* WHAT YOU WILL DO
Lay out the records from the line that contains "Question. Indicate the donkey grazing" through the end of the records as a JSON list of strings, one string per line, leaving out blank lines.

* DATA TO PROCESS
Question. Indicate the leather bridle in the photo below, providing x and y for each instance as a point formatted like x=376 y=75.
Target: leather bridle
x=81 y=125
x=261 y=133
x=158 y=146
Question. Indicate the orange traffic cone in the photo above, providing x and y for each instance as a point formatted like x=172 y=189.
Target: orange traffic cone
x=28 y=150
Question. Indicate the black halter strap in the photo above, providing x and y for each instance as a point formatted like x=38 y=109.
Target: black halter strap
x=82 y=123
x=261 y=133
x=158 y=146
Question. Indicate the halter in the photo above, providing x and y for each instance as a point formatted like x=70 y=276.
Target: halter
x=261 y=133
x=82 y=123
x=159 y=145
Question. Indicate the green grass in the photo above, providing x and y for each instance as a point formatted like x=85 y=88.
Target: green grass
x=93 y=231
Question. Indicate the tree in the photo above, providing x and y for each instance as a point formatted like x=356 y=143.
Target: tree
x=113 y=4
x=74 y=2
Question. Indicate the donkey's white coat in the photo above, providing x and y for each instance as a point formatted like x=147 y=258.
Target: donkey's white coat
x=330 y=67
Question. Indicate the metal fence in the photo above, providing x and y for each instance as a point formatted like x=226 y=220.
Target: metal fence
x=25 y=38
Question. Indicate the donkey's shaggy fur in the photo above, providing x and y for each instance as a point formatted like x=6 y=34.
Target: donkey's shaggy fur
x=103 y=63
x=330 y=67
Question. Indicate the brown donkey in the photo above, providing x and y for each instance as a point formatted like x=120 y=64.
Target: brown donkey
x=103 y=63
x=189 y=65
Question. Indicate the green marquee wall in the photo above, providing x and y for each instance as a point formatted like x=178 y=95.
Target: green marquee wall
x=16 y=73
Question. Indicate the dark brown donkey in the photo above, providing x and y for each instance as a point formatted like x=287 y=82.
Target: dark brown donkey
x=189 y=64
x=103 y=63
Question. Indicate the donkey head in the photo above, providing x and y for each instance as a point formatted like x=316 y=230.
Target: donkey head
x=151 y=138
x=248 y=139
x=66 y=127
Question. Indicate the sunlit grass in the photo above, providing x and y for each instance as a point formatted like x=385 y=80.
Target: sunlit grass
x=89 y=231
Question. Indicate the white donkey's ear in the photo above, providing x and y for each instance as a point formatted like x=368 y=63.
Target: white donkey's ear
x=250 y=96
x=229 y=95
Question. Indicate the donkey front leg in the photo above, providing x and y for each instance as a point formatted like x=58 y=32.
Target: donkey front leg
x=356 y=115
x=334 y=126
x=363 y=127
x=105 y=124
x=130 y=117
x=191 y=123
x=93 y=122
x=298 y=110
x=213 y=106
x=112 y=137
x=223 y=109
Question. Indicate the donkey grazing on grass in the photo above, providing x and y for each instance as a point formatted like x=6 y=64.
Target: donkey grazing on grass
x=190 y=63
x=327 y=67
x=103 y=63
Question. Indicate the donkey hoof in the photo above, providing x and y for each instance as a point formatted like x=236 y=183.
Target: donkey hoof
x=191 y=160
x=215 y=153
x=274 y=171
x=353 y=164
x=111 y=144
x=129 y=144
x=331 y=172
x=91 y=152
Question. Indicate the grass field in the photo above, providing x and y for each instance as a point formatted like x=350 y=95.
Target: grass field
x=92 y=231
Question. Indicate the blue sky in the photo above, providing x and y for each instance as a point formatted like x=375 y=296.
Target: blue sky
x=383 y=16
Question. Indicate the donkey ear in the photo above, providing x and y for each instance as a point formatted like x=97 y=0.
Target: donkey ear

* THE ANSWER
[
  "Question. Indicate the donkey grazing on grass in the photo above, providing x and y for each instance as a point formatted like x=6 y=64.",
  "Target: donkey grazing on grass",
  "x=190 y=63",
  "x=327 y=67",
  "x=103 y=63",
  "Question. Indicate the donkey hoof in the photo above, providing x and y for each instance as a point formatted like x=236 y=183.",
  "Target: donkey hoof",
  "x=191 y=160",
  "x=215 y=153",
  "x=274 y=171",
  "x=353 y=164",
  "x=111 y=144",
  "x=129 y=144",
  "x=331 y=172",
  "x=91 y=152",
  "Question. Indicate the grass field in the photo above, providing x and y for each instance as a point formatted like x=350 y=95.",
  "Target: grass field",
  "x=92 y=231",
  "Question. Indicate the blue sky in the photo above, providing x and y for each instance as a point formatted like x=375 y=296.",
  "Target: blue sky",
  "x=383 y=16",
  "Question. Indicate the donkey ear in the photo above, providing x and y for each instance as a point formatted like x=97 y=0.",
  "Target: donkey ear"
]